Copy every record that follows, word for word.

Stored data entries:
== Segment start ==

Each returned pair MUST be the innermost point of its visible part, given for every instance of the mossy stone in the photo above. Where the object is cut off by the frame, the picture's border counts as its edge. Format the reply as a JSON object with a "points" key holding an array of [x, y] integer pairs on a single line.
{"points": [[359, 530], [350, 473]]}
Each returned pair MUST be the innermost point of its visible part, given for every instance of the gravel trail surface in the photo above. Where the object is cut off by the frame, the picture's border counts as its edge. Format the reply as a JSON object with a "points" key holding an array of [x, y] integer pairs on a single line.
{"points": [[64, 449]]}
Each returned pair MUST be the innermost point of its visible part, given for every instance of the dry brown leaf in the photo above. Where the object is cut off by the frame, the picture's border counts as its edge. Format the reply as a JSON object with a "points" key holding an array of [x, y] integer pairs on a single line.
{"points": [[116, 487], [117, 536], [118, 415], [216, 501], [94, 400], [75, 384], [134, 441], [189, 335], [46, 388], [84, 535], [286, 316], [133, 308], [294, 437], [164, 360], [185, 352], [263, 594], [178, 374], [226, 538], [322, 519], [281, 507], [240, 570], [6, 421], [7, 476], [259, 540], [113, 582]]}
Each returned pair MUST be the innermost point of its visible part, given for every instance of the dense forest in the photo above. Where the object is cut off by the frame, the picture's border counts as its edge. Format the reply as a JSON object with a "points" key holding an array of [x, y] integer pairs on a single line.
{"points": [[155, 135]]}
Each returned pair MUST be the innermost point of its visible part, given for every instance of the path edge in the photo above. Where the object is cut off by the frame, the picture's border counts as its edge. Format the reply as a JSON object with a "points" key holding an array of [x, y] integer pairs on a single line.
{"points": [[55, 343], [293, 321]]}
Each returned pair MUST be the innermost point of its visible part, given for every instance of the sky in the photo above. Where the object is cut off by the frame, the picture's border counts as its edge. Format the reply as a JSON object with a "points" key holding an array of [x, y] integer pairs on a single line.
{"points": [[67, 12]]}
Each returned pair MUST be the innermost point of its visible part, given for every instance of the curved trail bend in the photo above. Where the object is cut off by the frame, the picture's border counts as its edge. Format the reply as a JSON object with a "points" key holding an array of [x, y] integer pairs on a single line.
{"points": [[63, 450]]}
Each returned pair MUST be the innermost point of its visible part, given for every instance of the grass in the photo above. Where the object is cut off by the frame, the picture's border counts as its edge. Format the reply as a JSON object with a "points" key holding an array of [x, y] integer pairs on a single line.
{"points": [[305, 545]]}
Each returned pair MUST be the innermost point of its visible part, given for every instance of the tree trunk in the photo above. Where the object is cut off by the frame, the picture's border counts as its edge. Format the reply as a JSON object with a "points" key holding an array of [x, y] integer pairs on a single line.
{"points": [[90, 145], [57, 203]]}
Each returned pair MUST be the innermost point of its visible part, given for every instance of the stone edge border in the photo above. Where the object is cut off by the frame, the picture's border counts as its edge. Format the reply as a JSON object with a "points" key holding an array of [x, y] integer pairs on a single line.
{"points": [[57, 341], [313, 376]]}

== Segment end ==

**Answer to the exercise**
Each returned pair MUST be the innermost point of its visible part, given for every instance of the mossy stone in the photo above. Where the object is cut off by the frame, the picture's border counts as its edge. Format the reply as a JSON object with a "points" key holding an array of [x, y] integer pairs on a single line.
{"points": [[359, 530], [350, 473]]}
Each returned pair MUST be the innermost point of its visible part, given for every instance of the gravel trail surface in the photo above. Where the object is cut off by the frame, the picture's border counts as its edge. Format the reply as a JSON object with a "points" key holding an array of [x, y] integer pairs on a single line.
{"points": [[64, 449]]}
Each returned pair MUST be the innermost point of its visible part, given for every instance of the dry brown leaf in the photo above. Where the object is cut off by the frame, the picture's border counts as its edge. Format the reply as a JSON object with a "points" key holding an array of [x, y] integer pairs on a single line.
{"points": [[116, 487], [117, 536], [118, 415], [216, 501], [94, 400], [75, 384], [134, 441], [189, 335], [46, 388], [84, 535], [286, 316], [133, 308], [294, 437], [164, 360], [185, 352], [263, 594], [178, 374], [226, 538], [322, 519], [281, 507], [240, 570], [6, 421], [7, 476], [259, 540], [113, 582]]}
Each returned pair MUST be the innermost point of its visible part, given for every instance of the dense forest in the photo above. Where the object is cut off by the frame, the picture's border counts as its edge. Format the reply as a JSON object with a "points" key holding an array of [x, y] integer pairs on a single line.
{"points": [[155, 135]]}
Each returned pair MUST be the innermost point of its visible part, given for every instance of the path edge in the photo above. Where the object is cut off by the frame, the picture's border counts as its edge. Format the reply as a JSON object with a "points" key holding an array of [x, y] integer pairs on a single line.
{"points": [[55, 343], [293, 321]]}
Each returned pair MUST be the innermost point of its visible part, given for every instance of the sky in the photo above. Where the object is cut off by the frame, the picture's border counts as its edge. Format the reply as a JSON object with a "points" key holding an array of [x, y] integer pairs on a single line.
{"points": [[67, 12]]}
Each returned pair MUST be the innermost point of its visible part, given for every instance of the curved trail bend in the photo above. Where the object is cut off by the frame, the picture's border counts as its edge. Format the reply as a JSON object with a "points" key holding an array of [x, y] integer pairs on a single line.
{"points": [[63, 450]]}
Each returned pair MUST be the innermost point of its visible part, given for every instance of the grass in the photo above. Where the object is cut off by the frame, the picture's border counts as its edge. Format the reply as a JSON object with a "points" key holding an array of [x, y] integer pairs on a single line.
{"points": [[305, 545]]}
Each returned pair MUST be the innermost point of its visible part, given for every instance of the tree trunk in the photo above. Where the object is cut off by the frame, the picture's border counts as its edge. Format the reply as a JSON object with a "points" key holding an array of [x, y] integer pairs on a single line.
{"points": [[90, 145], [57, 203]]}
Each returned pair MUST be the innermost point of its visible part, given for every instance of the stone edge border in the photo above. Where the object is cut off by the frame, the picture's border counts as its edge. Format the reply as a JSON object with a "points" key holding an array of [x, y] integer pairs on a single line.
{"points": [[57, 341], [313, 376]]}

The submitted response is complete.